EXERCISE BRIEF
Look through the data below for the line with "Category: high-rise condominium building" and the line with "Category: dark mane hair", then transcribe exactly from the first through the second, leaving out all pictures.

TASK MATERIAL
- - - - -
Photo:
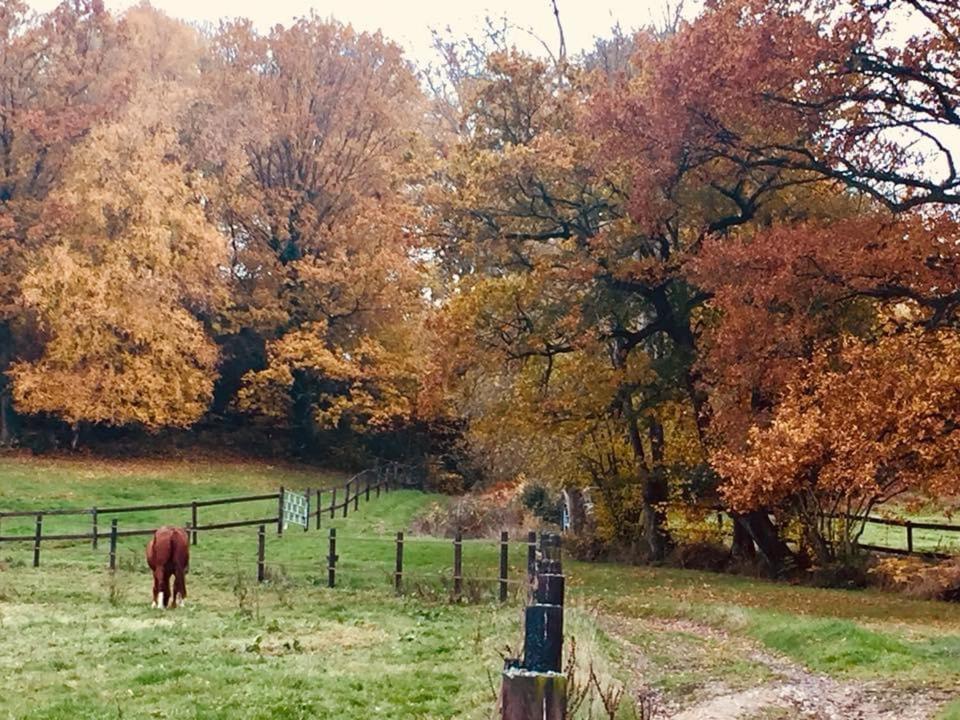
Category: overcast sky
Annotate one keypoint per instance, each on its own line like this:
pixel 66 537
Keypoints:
pixel 409 22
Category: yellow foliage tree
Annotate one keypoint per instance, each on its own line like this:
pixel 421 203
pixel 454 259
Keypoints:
pixel 120 292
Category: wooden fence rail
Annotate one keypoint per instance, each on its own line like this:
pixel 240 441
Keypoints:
pixel 394 474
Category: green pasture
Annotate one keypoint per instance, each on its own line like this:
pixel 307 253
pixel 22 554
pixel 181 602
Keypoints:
pixel 77 641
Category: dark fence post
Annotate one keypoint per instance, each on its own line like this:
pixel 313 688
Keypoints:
pixel 280 512
pixel 193 521
pixel 261 553
pixel 398 573
pixel 306 524
pixel 457 565
pixel 503 565
pixel 534 688
pixel 36 541
pixel 531 561
pixel 113 544
pixel 332 559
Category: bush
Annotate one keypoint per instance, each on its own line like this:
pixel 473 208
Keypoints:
pixel 917 578
pixel 709 556
pixel 541 502
pixel 474 516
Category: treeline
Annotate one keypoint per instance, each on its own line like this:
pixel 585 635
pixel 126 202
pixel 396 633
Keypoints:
pixel 711 262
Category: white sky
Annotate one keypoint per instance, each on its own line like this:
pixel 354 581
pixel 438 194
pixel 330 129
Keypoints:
pixel 409 23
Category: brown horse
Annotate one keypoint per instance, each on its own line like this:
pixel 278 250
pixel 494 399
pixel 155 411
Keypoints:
pixel 168 553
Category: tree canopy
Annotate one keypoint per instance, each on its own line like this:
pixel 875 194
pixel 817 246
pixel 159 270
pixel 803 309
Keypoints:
pixel 714 262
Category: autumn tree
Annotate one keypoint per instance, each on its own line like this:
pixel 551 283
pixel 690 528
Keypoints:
pixel 53 89
pixel 314 154
pixel 130 270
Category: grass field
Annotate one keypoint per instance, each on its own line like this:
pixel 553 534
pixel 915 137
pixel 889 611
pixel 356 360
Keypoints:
pixel 79 642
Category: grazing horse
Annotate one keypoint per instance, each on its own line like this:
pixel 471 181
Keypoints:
pixel 168 553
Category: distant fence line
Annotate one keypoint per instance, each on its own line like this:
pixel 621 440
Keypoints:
pixel 363 485
pixel 908 525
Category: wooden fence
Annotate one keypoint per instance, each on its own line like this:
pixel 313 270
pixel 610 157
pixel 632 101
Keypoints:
pixel 909 526
pixel 364 485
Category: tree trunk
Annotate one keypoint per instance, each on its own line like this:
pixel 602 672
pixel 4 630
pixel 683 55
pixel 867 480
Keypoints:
pixel 655 494
pixel 743 547
pixel 8 419
pixel 576 509
pixel 773 550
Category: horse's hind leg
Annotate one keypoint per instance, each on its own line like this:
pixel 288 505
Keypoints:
pixel 165 593
pixel 157 588
pixel 180 588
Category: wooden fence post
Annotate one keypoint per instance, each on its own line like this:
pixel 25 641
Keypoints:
pixel 398 573
pixel 280 512
pixel 503 565
pixel 261 553
pixel 113 544
pixel 457 565
pixel 36 541
pixel 193 521
pixel 531 561
pixel 332 559
pixel 306 524
pixel 535 688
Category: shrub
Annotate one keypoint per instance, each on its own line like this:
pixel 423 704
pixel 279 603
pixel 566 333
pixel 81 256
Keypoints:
pixel 542 502
pixel 710 556
pixel 475 516
pixel 915 577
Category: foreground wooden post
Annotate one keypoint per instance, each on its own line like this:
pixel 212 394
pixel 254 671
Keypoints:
pixel 527 695
pixel 531 562
pixel 36 541
pixel 332 559
pixel 504 548
pixel 306 524
pixel 261 552
pixel 457 565
pixel 280 513
pixel 535 688
pixel 193 521
pixel 113 544
pixel 398 573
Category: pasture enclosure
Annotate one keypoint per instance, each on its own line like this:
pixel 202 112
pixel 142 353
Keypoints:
pixel 287 506
pixel 79 641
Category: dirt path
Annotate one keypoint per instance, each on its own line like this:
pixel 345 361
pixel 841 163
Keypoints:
pixel 787 691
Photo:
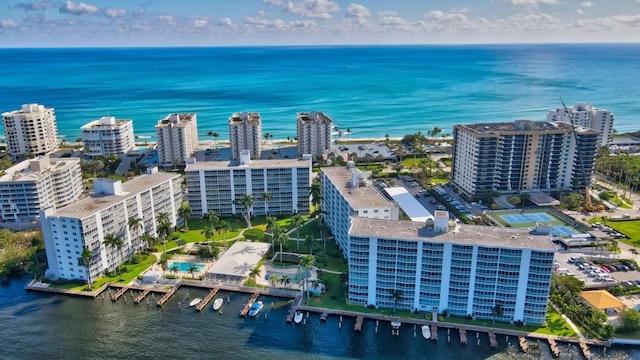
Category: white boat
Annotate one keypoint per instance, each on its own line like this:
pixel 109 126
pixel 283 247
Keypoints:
pixel 217 304
pixel 426 331
pixel 255 308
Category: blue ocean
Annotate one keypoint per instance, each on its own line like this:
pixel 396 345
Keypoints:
pixel 371 90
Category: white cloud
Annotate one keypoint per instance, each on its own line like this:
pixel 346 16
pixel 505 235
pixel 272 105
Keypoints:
pixel 78 8
pixel 114 13
pixel 6 23
pixel 358 13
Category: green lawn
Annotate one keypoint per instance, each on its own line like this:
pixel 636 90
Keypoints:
pixel 133 271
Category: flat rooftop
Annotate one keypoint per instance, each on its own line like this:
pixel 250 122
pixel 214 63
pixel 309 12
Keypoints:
pixel 93 204
pixel 491 236
pixel 360 197
pixel 253 164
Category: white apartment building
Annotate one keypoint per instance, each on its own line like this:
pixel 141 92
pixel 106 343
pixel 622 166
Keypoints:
pixel 245 133
pixel 177 136
pixel 522 155
pixel 588 116
pixel 30 130
pixel 68 230
pixel 33 185
pixel 108 136
pixel 314 133
pixel 347 193
pixel 441 265
pixel 219 186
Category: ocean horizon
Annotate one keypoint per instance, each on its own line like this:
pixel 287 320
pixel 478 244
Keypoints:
pixel 371 90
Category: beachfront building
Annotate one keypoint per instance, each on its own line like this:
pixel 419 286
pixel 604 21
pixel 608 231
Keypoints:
pixel 442 266
pixel 108 136
pixel 30 130
pixel 522 156
pixel 346 193
pixel 588 116
pixel 220 186
pixel 314 133
pixel 177 136
pixel 33 185
pixel 87 222
pixel 245 133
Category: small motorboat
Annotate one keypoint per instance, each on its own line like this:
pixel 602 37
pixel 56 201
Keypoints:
pixel 255 308
pixel 217 304
pixel 426 331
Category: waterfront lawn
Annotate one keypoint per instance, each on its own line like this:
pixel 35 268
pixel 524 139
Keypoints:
pixel 133 270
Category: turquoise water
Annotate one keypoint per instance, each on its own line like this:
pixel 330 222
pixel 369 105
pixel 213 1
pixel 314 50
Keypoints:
pixel 372 90
pixel 184 266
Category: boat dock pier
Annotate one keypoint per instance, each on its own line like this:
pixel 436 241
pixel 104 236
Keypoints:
pixel 207 299
pixel 463 336
pixel 359 321
pixel 555 350
pixel 492 339
pixel 169 293
pixel 247 306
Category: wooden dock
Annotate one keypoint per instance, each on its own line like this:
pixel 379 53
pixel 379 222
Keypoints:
pixel 169 293
pixel 247 306
pixel 140 297
pixel 207 299
pixel 555 350
pixel 359 321
pixel 492 339
pixel 523 344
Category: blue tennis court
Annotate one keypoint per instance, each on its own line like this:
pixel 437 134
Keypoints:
pixel 528 218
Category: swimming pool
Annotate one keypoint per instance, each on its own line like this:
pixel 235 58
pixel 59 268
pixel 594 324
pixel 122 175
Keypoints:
pixel 184 266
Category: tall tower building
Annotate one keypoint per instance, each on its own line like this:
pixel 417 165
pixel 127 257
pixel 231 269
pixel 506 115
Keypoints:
pixel 314 133
pixel 177 138
pixel 30 130
pixel 108 136
pixel 586 115
pixel 245 133
pixel 523 155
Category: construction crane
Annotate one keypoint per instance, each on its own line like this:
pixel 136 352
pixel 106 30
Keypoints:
pixel 588 206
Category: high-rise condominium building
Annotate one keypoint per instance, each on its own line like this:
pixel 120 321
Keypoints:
pixel 108 136
pixel 588 116
pixel 107 213
pixel 245 133
pixel 347 192
pixel 30 130
pixel 220 186
pixel 441 265
pixel 314 133
pixel 522 156
pixel 177 138
pixel 33 185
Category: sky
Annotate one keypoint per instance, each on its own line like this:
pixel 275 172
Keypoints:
pixel 129 23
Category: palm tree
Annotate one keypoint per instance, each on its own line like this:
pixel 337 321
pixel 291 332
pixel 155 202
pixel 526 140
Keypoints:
pixel 223 227
pixel 396 295
pixel 192 269
pixel 254 273
pixel 285 280
pixel 266 197
pixel 185 212
pixel 247 203
pixel 116 243
pixel 309 242
pixel 297 220
pixel 85 260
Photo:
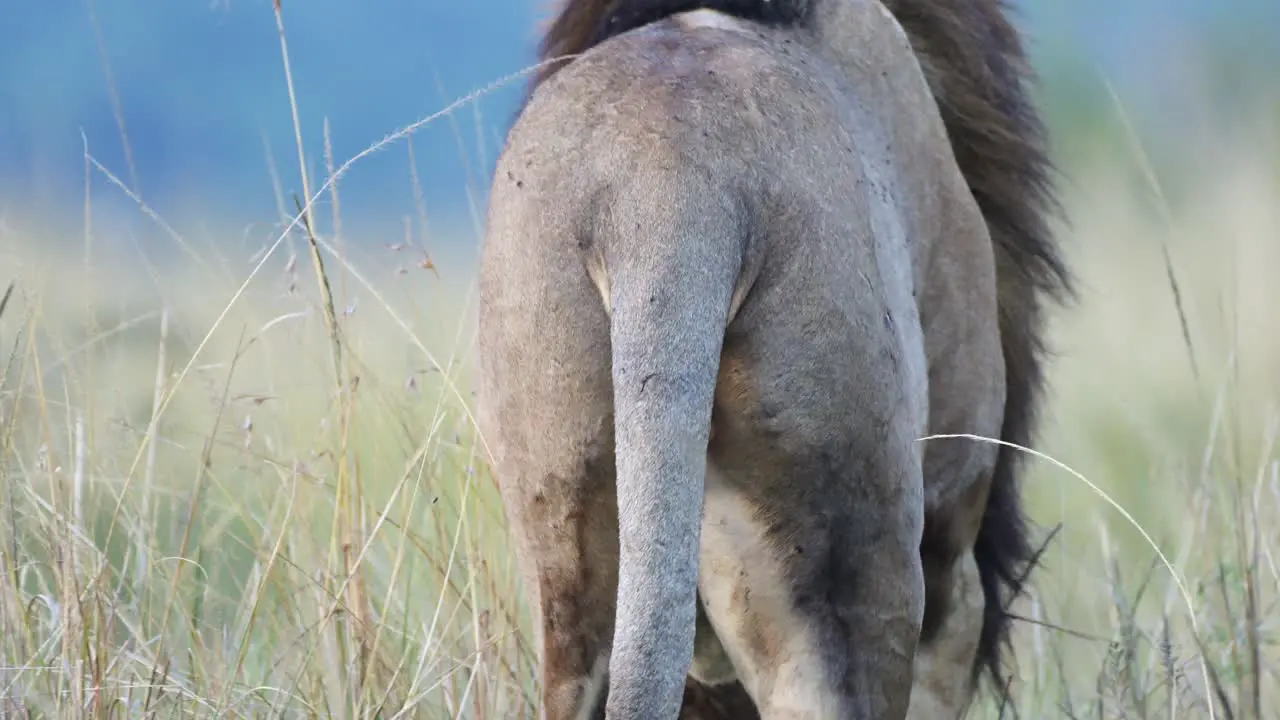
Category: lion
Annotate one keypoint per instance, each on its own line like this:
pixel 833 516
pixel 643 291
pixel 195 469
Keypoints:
pixel 740 256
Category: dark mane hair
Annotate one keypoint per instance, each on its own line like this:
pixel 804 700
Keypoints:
pixel 977 68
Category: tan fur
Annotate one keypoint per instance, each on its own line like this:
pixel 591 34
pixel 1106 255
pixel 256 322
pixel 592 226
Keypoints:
pixel 776 185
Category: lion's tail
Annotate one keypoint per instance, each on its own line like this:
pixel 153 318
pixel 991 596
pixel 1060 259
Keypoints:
pixel 673 251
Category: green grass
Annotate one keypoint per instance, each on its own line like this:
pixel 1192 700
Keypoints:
pixel 231 488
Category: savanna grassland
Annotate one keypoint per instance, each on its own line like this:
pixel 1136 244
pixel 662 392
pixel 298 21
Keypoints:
pixel 242 478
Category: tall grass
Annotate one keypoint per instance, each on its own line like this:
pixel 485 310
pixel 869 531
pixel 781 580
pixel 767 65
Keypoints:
pixel 229 488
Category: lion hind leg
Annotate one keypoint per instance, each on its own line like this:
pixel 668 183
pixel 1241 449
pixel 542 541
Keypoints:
pixel 805 641
pixel 944 665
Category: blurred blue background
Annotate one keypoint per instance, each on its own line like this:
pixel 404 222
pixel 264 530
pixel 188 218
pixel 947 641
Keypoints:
pixel 202 94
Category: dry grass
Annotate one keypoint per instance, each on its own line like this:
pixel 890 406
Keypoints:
pixel 229 488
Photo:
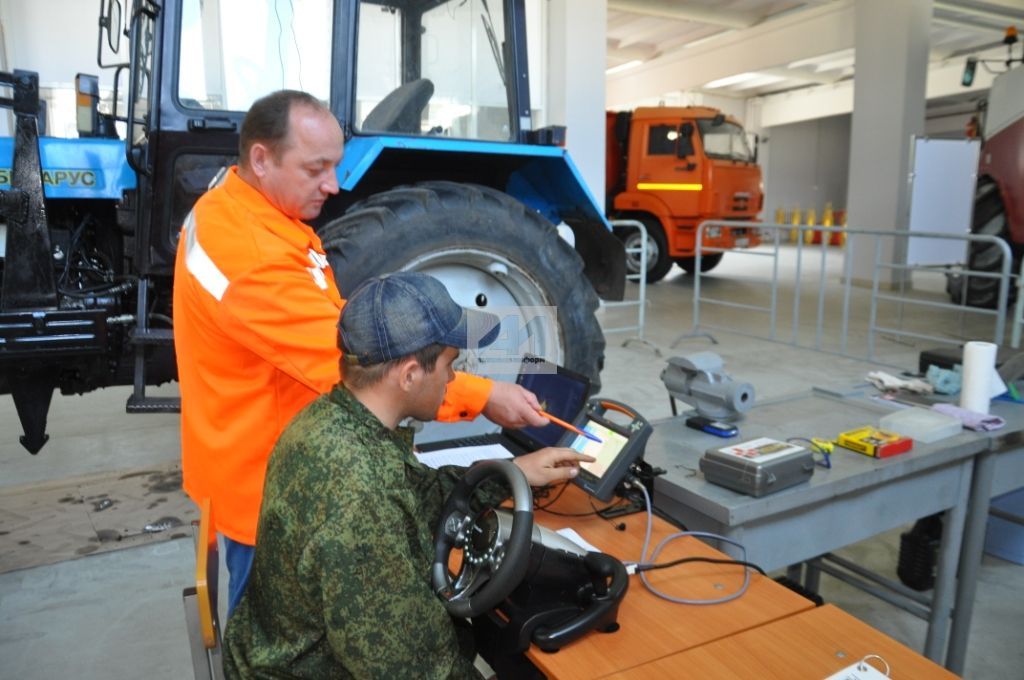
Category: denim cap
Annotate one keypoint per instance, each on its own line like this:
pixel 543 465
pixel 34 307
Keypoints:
pixel 397 314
- - - - -
ANSWER AREA
Category: high-rise condominium building
Annotate one keypoint per instance, each on its own line like this:
pixel 120 321
Keypoints:
pixel 108 136
pixel 588 116
pixel 107 213
pixel 245 133
pixel 347 192
pixel 30 130
pixel 220 186
pixel 441 265
pixel 314 133
pixel 522 156
pixel 177 138
pixel 33 185
Category: sky
Annotate one keypoint per instance, each on its own line like this:
pixel 275 172
Keypoints:
pixel 129 23
Category: palm tree
Annotate one keypoint per instance, each on its own line like this:
pixel 337 321
pixel 291 332
pixel 155 202
pixel 526 140
Keypoints:
pixel 223 227
pixel 396 295
pixel 192 269
pixel 254 273
pixel 285 280
pixel 266 197
pixel 185 212
pixel 247 203
pixel 116 243
pixel 309 242
pixel 297 220
pixel 85 260
Photo:
Category: lion
Annotate one keypoint per instance, each on its own line like this:
pixel 833 516
pixel 643 291
pixel 195 469
Keypoints:
pixel 740 256
Category: dark mane hair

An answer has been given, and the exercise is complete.